• _Exercise objective_
Return every line below exactly, without dropping any.

• _Data items_
Start of Block

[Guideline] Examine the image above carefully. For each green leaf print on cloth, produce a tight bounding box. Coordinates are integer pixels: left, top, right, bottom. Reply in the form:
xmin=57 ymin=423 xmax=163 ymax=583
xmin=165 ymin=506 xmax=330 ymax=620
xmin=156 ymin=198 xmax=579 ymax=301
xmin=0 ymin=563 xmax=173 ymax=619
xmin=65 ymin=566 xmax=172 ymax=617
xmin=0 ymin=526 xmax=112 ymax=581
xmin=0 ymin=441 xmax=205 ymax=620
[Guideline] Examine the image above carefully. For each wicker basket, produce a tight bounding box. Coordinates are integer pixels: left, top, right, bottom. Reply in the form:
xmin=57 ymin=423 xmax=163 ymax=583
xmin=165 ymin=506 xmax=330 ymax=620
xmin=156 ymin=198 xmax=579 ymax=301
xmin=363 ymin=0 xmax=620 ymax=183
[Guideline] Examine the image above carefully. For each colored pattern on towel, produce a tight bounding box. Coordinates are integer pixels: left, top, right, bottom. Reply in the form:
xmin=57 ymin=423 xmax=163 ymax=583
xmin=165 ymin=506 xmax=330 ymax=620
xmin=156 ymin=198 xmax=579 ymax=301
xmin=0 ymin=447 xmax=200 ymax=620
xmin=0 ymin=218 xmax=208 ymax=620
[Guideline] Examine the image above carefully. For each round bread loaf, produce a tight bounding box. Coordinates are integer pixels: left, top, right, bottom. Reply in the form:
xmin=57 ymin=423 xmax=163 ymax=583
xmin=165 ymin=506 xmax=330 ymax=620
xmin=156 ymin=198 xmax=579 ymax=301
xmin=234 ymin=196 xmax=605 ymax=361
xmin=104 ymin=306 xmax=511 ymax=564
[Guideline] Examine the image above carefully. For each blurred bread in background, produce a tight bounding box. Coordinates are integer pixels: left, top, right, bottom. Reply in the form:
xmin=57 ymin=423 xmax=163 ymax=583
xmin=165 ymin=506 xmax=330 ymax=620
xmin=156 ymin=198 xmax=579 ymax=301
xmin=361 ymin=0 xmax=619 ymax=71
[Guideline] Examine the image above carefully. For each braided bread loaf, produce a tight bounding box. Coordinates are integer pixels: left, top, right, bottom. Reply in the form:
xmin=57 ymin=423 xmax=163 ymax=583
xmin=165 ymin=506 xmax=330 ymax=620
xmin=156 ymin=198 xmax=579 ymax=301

End of Block

• _Solution to the exercise_
[Guideline] Examine the image above carefully. For each green leaf print on cloth, produce a tight bounding box. Coordinates are integer pixels: left, top, right, bottom. Reply in the form:
xmin=57 ymin=423 xmax=163 ymax=583
xmin=165 ymin=506 xmax=330 ymax=620
xmin=156 ymin=198 xmax=579 ymax=301
xmin=0 ymin=563 xmax=173 ymax=619
xmin=65 ymin=566 xmax=172 ymax=617
xmin=0 ymin=526 xmax=112 ymax=581
xmin=0 ymin=441 xmax=205 ymax=620
[Guideline] Examine the image above carefully. For each wicker basket, produce a tight bounding box. Coordinates are integer pixels: left, top, right, bottom. Reply in the form:
xmin=57 ymin=423 xmax=163 ymax=583
xmin=165 ymin=506 xmax=330 ymax=620
xmin=156 ymin=198 xmax=579 ymax=301
xmin=363 ymin=0 xmax=620 ymax=183
[Guideline] Examine the image above carefully. For each colored pattern on towel, produce a tight bounding box. Coordinates are integer pixels: left, top, right, bottom. Reply in the form:
xmin=57 ymin=423 xmax=163 ymax=583
xmin=165 ymin=506 xmax=330 ymax=620
xmin=156 ymin=198 xmax=579 ymax=301
xmin=0 ymin=447 xmax=200 ymax=620
xmin=0 ymin=218 xmax=208 ymax=620
[Guideline] Examine the image above carefully. For each round bread loaf, produce a tight bounding box. Coordinates are integer pixels: left, top, right, bottom. Reply in the form:
xmin=57 ymin=423 xmax=163 ymax=583
xmin=165 ymin=506 xmax=330 ymax=620
xmin=156 ymin=198 xmax=579 ymax=301
xmin=234 ymin=196 xmax=605 ymax=361
xmin=104 ymin=306 xmax=511 ymax=564
[Guideline] Examine the image above carefully. For each blurred bread in background, produce a tight bounding box. Coordinates are integer pixels: left, top, right, bottom. Reply in the form:
xmin=57 ymin=423 xmax=163 ymax=583
xmin=165 ymin=506 xmax=330 ymax=620
xmin=156 ymin=198 xmax=579 ymax=301
xmin=361 ymin=0 xmax=619 ymax=71
[Guideline] Examine the image above carefully. For each braided bread loaf, produce a tight bounding box. Coordinates are integer pixels: left, top, right, bottom. Reply in the form:
xmin=57 ymin=423 xmax=163 ymax=583
xmin=165 ymin=506 xmax=330 ymax=620
xmin=156 ymin=198 xmax=579 ymax=301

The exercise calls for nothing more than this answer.